TASK STATEMENT
Return every line in the entries below that contains the word "black", copying each one in full.

DATA EXCERPTS
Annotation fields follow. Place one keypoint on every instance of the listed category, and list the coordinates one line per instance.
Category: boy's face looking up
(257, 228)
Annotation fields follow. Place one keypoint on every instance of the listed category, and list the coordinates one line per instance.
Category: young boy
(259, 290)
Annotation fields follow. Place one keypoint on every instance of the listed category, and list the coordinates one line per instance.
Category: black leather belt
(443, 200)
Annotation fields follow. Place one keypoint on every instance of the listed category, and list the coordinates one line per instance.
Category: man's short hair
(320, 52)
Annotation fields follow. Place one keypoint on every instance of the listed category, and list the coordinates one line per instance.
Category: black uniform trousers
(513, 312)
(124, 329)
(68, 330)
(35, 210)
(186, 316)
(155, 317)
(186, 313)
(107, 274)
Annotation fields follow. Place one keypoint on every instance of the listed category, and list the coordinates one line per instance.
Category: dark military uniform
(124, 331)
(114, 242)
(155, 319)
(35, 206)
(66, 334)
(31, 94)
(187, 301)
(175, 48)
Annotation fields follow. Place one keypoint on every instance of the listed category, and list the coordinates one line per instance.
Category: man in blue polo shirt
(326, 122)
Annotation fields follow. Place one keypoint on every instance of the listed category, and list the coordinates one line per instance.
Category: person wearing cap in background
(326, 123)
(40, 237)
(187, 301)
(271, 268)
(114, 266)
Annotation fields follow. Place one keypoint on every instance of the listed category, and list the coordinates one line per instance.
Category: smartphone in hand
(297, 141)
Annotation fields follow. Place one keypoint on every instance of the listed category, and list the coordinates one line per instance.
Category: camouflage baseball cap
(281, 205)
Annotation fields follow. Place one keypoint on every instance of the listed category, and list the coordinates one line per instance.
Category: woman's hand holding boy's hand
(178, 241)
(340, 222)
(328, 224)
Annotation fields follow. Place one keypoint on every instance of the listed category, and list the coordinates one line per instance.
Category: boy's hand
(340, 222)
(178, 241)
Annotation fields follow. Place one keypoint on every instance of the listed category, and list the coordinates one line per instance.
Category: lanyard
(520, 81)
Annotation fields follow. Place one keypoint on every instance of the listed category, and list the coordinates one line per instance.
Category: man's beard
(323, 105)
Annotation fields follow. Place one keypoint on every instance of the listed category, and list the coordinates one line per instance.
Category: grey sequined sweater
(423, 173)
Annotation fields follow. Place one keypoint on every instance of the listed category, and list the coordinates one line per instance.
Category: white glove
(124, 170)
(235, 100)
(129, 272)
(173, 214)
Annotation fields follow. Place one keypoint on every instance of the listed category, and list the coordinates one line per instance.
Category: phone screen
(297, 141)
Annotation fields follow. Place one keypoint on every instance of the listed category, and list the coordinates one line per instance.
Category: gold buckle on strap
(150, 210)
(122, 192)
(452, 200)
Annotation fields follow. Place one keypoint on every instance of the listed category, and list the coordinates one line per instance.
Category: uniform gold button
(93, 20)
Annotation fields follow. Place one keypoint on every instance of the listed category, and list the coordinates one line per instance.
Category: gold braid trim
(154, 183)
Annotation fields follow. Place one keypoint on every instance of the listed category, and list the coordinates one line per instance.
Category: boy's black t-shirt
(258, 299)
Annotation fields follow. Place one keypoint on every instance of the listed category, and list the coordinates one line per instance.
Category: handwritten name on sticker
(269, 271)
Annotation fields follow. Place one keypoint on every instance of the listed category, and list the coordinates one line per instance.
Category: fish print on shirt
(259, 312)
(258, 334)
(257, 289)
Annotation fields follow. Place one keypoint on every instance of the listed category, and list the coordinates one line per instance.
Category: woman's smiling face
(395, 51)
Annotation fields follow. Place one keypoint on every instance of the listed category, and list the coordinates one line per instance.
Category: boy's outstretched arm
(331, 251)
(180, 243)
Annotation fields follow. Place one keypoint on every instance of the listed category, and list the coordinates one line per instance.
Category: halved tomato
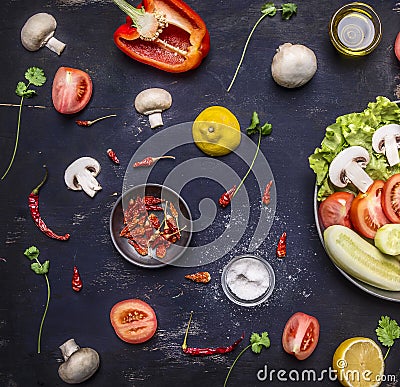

PROBLEM SOLUTION
Category: black leather belt
Category: black uniform trousers
Category: boy's black t-shirt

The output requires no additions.